=== Provided information ===

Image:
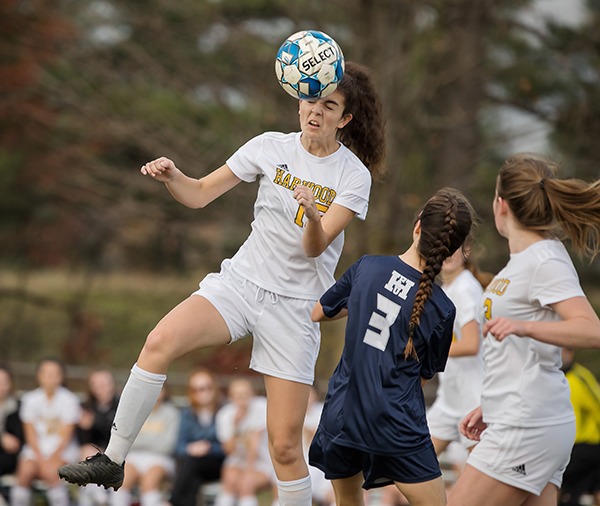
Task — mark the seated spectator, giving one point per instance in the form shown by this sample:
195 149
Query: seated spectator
582 475
151 460
93 430
322 490
50 414
199 452
242 429
11 429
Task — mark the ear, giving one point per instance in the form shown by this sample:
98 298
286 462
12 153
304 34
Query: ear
345 120
417 229
502 205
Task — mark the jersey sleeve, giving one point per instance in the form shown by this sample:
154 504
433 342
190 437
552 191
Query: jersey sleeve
355 194
555 280
336 298
243 162
438 347
27 411
467 304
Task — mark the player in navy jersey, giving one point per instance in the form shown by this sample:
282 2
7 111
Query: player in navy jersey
373 430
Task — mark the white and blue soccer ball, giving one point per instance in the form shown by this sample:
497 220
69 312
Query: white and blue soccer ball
309 65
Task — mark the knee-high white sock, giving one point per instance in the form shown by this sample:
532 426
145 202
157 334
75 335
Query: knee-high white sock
224 499
121 497
248 500
137 401
58 495
20 496
295 493
151 498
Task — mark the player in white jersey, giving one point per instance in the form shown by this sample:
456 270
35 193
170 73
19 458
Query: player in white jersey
311 184
50 414
532 308
459 390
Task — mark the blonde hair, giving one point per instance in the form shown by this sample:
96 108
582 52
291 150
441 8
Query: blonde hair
562 208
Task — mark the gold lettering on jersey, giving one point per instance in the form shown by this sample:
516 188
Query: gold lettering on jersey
399 285
324 196
498 286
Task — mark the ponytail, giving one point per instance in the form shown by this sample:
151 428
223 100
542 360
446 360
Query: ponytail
540 201
446 221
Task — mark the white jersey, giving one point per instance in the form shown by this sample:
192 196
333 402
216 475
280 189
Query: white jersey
459 391
49 416
273 257
523 385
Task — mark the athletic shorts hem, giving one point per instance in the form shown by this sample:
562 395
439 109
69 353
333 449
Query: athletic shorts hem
220 311
281 375
483 468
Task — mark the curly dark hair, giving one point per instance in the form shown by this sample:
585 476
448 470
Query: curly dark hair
365 134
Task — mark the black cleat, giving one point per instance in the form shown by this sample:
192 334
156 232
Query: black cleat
97 469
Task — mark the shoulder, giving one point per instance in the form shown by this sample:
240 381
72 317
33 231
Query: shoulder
66 394
32 396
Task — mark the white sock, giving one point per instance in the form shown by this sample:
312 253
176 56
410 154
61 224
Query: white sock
248 500
225 499
121 497
58 495
137 401
295 493
151 498
20 496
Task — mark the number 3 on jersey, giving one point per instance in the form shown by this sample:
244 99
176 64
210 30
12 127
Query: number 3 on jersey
391 310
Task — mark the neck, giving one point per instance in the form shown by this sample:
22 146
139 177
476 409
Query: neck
448 277
519 238
412 257
321 147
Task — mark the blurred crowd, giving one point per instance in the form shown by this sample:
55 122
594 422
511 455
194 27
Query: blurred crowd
214 440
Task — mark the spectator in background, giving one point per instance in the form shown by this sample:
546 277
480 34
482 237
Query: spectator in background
242 429
93 430
582 475
11 429
150 460
199 452
50 414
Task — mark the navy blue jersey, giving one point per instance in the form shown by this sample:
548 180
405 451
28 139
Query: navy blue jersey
375 400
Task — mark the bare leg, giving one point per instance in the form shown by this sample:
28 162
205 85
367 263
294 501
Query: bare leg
348 492
286 409
428 493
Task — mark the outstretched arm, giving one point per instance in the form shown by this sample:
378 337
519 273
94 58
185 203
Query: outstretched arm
579 328
194 193
320 232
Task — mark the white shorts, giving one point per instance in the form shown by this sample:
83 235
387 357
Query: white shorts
444 426
525 457
143 461
286 341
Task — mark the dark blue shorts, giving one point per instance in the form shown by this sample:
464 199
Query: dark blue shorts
339 462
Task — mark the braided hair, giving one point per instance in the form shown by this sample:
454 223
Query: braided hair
446 221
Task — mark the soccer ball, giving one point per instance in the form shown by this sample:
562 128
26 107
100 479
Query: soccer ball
309 65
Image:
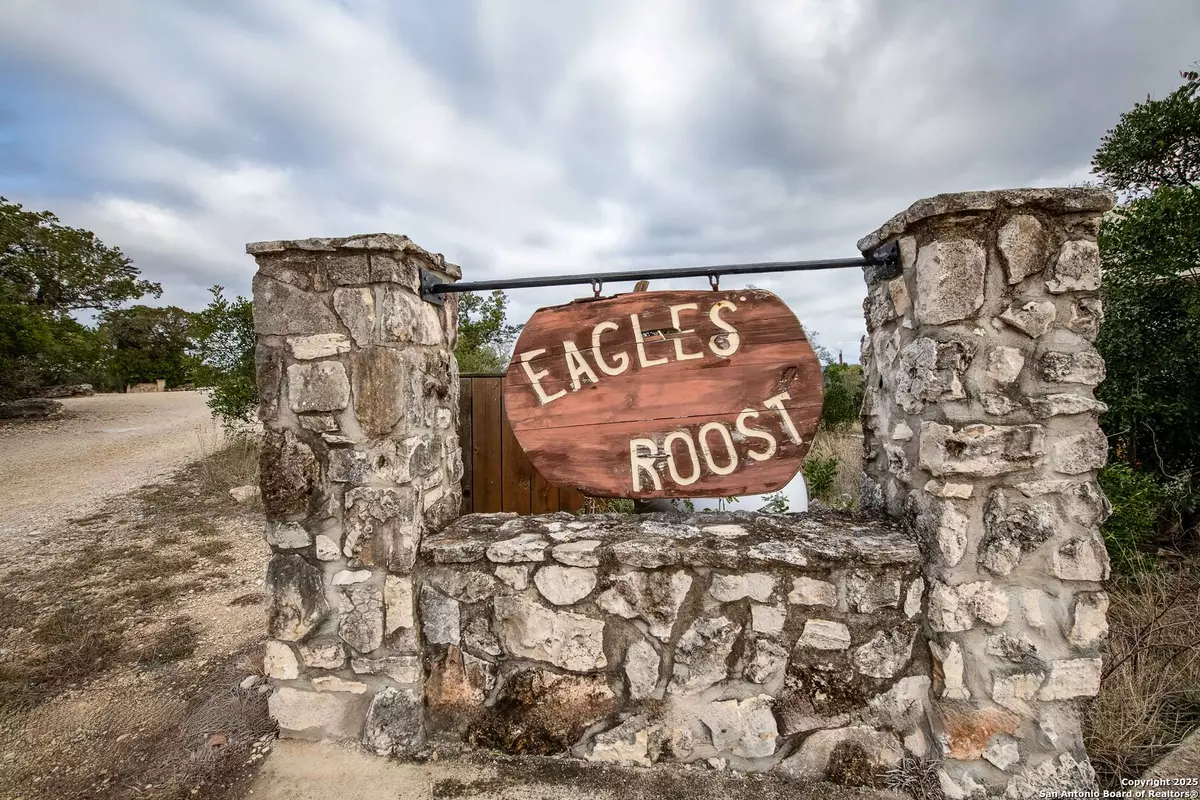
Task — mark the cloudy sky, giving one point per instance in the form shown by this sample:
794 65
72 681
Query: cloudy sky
543 137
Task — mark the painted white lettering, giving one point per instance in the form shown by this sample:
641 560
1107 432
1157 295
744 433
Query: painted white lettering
729 447
641 344
535 377
640 463
777 403
723 344
678 341
577 366
669 447
755 433
619 359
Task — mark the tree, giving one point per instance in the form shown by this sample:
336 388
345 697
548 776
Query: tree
225 356
1150 248
144 343
1151 282
47 271
484 337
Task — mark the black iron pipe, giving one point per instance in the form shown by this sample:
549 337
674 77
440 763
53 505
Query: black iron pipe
883 257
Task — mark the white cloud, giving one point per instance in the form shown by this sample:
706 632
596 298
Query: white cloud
534 138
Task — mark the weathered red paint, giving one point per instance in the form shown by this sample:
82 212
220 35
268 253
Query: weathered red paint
666 394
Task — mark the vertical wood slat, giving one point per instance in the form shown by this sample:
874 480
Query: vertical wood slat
544 495
497 474
487 437
466 428
517 479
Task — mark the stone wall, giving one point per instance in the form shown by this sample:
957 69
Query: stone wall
982 435
747 641
359 400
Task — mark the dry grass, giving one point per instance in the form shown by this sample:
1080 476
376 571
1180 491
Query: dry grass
846 447
1150 695
103 690
227 461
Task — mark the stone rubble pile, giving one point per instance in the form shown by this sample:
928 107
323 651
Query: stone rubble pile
982 435
964 621
729 638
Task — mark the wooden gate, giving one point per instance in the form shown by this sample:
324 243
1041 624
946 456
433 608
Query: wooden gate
497 475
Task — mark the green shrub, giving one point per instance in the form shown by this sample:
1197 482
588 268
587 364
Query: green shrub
843 396
1137 501
820 476
225 349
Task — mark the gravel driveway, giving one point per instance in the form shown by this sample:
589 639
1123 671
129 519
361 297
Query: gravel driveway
102 446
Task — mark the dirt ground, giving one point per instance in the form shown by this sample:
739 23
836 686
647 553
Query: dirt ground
130 618
102 446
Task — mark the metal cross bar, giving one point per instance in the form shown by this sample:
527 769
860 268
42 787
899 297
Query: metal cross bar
883 260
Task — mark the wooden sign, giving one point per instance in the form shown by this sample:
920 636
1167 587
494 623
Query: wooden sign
666 394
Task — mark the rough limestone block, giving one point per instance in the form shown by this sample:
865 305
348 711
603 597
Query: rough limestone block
744 728
395 722
651 596
1031 317
810 591
280 661
318 386
642 663
1081 452
979 450
318 346
880 750
702 655
949 281
1086 367
1077 269
731 588
298 597
958 607
377 377
287 471
316 715
382 528
628 744
564 585
948 659
886 654
1072 678
565 639
1090 625
825 635
282 310
360 621
1020 242
1005 365
1083 558
355 308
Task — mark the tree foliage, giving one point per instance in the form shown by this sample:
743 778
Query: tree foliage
484 337
1151 282
47 271
144 343
223 335
55 268
1150 250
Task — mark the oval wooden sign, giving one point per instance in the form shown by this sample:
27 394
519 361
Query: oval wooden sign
666 394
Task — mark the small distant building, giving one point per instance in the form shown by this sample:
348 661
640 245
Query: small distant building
155 386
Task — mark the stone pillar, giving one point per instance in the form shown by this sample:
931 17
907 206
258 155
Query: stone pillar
359 401
981 433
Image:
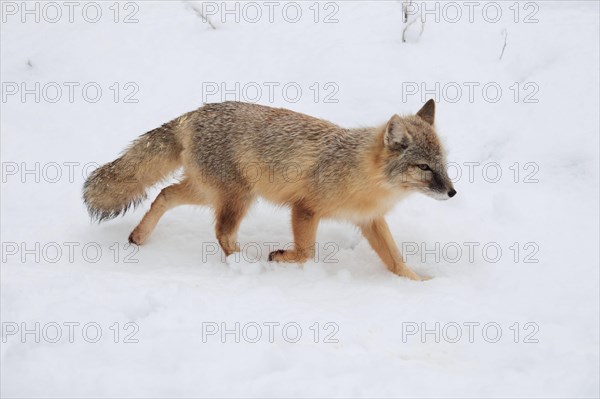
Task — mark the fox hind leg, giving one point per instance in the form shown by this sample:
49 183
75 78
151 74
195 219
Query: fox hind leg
304 226
182 193
229 217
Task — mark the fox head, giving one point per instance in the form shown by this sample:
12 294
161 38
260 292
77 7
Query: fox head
414 157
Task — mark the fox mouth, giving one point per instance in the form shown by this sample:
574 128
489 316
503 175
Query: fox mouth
441 195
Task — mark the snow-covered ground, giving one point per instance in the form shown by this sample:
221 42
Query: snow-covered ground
512 309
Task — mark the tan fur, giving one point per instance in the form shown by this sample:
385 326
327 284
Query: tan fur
233 152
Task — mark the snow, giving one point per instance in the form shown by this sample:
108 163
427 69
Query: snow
175 290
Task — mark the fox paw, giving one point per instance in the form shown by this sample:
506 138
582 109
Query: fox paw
277 255
136 237
282 255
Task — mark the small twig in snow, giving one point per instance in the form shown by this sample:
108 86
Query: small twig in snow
200 14
505 34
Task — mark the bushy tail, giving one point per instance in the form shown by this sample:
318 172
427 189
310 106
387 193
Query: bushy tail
113 188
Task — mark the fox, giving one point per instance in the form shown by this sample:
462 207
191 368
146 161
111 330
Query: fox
232 152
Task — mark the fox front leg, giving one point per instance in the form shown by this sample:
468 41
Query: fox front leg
378 234
304 226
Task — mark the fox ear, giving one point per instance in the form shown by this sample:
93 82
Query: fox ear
396 137
427 112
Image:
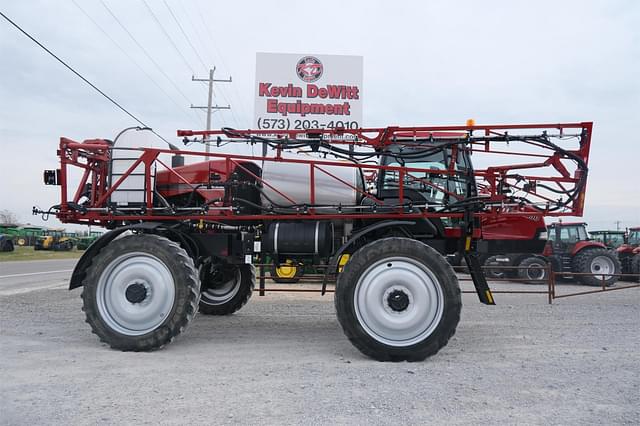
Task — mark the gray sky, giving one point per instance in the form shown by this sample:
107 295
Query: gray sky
425 62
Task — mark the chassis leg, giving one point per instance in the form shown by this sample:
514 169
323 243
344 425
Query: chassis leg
398 299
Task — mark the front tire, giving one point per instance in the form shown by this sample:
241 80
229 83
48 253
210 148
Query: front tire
398 300
597 261
140 292
225 288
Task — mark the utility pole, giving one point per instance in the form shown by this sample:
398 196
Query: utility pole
210 107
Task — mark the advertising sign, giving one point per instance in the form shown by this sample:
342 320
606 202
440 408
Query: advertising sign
306 91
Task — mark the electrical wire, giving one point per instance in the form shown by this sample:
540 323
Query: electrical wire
184 34
153 61
131 58
84 79
241 103
175 47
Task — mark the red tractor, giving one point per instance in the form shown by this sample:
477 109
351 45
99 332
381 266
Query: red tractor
184 234
629 253
572 253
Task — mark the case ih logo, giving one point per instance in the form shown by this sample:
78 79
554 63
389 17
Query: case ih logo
309 69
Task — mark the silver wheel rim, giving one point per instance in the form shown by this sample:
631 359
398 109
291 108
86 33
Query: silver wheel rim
224 292
602 265
535 271
398 275
135 269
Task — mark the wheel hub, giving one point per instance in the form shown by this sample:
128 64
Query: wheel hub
136 293
398 300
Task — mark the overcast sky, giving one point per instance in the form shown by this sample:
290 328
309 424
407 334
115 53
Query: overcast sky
425 62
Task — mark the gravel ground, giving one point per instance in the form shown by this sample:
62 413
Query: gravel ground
284 360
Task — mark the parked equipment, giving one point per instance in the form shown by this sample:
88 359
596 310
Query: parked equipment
395 200
572 253
611 239
6 243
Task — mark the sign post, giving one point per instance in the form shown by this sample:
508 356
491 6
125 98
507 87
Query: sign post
301 91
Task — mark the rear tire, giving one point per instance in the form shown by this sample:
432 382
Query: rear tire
225 288
530 270
596 261
398 299
140 292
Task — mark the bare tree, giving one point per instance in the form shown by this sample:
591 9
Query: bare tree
8 217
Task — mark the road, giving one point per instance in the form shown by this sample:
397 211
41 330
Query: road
26 276
283 359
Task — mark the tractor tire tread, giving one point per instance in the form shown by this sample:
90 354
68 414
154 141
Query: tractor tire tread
239 300
167 332
347 318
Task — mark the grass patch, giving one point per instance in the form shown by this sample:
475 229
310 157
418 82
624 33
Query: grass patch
28 253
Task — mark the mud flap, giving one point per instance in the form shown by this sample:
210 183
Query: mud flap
479 280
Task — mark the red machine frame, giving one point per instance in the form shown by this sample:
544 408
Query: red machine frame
93 156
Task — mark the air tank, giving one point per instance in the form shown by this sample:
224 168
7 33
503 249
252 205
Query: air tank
294 181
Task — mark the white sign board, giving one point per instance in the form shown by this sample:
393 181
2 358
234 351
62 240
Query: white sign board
308 91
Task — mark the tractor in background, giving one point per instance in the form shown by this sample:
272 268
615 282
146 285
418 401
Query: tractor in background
6 243
629 253
55 240
571 253
83 243
611 239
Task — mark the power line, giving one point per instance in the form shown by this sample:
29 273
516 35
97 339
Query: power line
155 18
153 61
220 56
184 34
132 59
82 77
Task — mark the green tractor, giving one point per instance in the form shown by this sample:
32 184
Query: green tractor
6 243
83 243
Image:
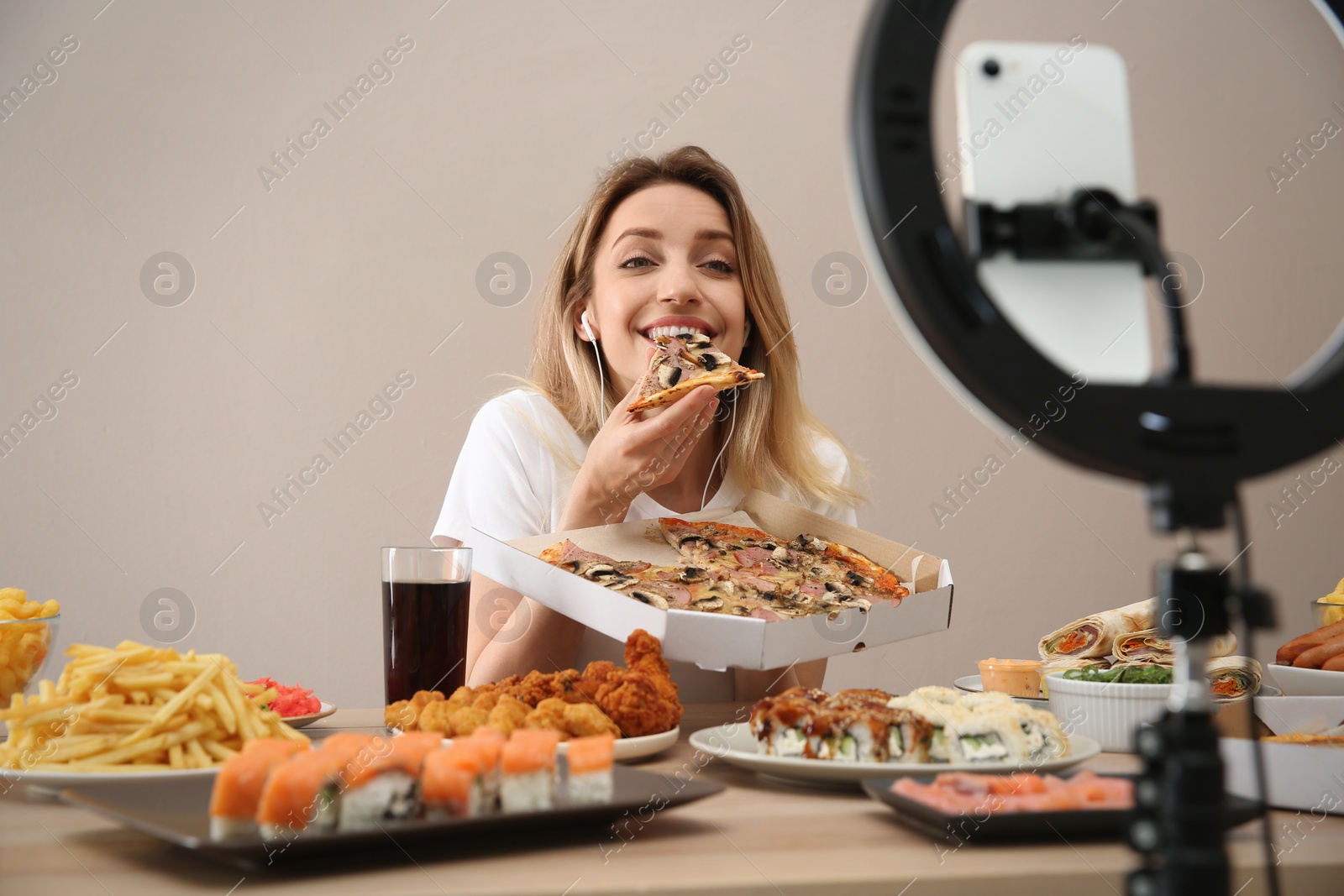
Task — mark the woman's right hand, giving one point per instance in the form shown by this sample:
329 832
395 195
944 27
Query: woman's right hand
633 453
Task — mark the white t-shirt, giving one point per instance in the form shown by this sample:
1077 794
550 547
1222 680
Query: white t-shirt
514 479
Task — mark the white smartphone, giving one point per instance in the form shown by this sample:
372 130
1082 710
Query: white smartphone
1035 123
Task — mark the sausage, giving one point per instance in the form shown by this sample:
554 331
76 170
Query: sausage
1316 658
1294 647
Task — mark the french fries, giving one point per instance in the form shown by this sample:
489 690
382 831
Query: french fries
136 708
24 644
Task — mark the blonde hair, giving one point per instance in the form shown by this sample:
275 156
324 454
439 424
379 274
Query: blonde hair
776 432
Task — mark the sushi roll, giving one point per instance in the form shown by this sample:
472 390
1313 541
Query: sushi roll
932 746
528 770
490 741
591 768
302 793
1046 738
386 788
233 802
909 736
452 782
990 735
788 726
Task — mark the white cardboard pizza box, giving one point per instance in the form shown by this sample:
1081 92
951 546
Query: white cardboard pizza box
1300 777
710 640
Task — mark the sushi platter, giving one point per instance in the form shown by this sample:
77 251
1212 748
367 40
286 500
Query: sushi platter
625 748
734 745
176 812
988 822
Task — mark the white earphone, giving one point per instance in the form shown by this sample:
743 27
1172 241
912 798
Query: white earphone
601 380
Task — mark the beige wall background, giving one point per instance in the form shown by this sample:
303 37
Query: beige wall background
316 289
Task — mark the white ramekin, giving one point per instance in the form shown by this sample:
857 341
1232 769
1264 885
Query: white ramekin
1106 712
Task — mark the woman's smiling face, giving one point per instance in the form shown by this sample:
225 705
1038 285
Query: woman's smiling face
665 264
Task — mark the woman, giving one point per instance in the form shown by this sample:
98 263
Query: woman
662 244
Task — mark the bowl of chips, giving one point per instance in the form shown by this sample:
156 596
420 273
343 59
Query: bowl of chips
27 631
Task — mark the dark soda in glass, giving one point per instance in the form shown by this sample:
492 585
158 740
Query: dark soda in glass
423 637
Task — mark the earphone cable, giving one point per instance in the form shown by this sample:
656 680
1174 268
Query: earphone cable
717 457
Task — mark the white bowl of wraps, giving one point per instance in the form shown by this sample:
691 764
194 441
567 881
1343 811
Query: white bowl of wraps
1108 712
1307 683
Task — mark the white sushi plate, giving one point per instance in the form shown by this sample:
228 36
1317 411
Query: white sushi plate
624 750
55 781
302 721
734 745
974 684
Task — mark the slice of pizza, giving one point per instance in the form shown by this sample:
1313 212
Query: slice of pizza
806 570
685 363
844 573
595 567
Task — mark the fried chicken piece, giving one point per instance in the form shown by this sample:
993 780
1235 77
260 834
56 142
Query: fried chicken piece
468 720
640 699
636 701
595 676
585 719
550 715
508 714
438 716
537 687
644 652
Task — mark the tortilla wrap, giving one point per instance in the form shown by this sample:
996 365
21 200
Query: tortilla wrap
1231 678
1057 664
1095 634
1148 647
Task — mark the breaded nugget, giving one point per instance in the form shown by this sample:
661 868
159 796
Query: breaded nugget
549 714
584 719
508 714
468 719
437 716
405 714
400 715
464 696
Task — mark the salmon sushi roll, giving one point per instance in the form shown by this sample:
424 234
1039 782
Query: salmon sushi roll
302 793
454 782
591 768
233 802
385 789
528 770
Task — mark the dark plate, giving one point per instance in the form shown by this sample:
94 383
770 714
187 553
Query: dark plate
178 812
1097 824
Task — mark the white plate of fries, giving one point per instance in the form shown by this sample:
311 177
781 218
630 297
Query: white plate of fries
134 710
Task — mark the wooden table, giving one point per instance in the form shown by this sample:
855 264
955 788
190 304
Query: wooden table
756 837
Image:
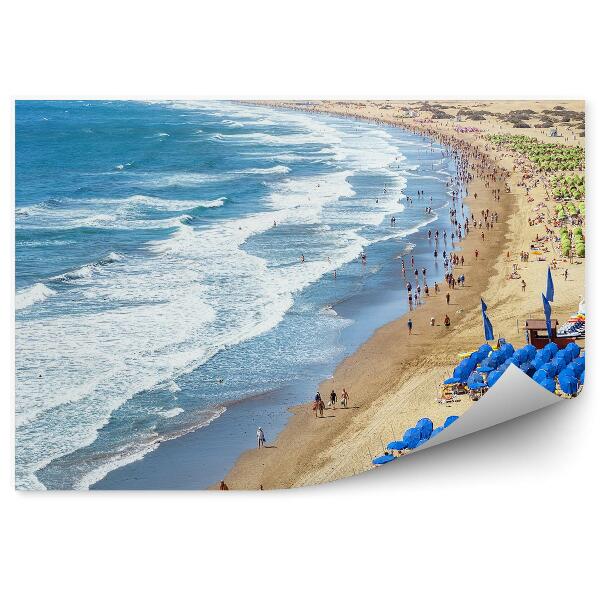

===

Given problem - Pick out every line in the records that contains the string "twig". Matching is case-sensitive.

Task response -
Task — mark the small twig in snow, giving one point per instance in the form shown by this sample:
Query: small twig in snow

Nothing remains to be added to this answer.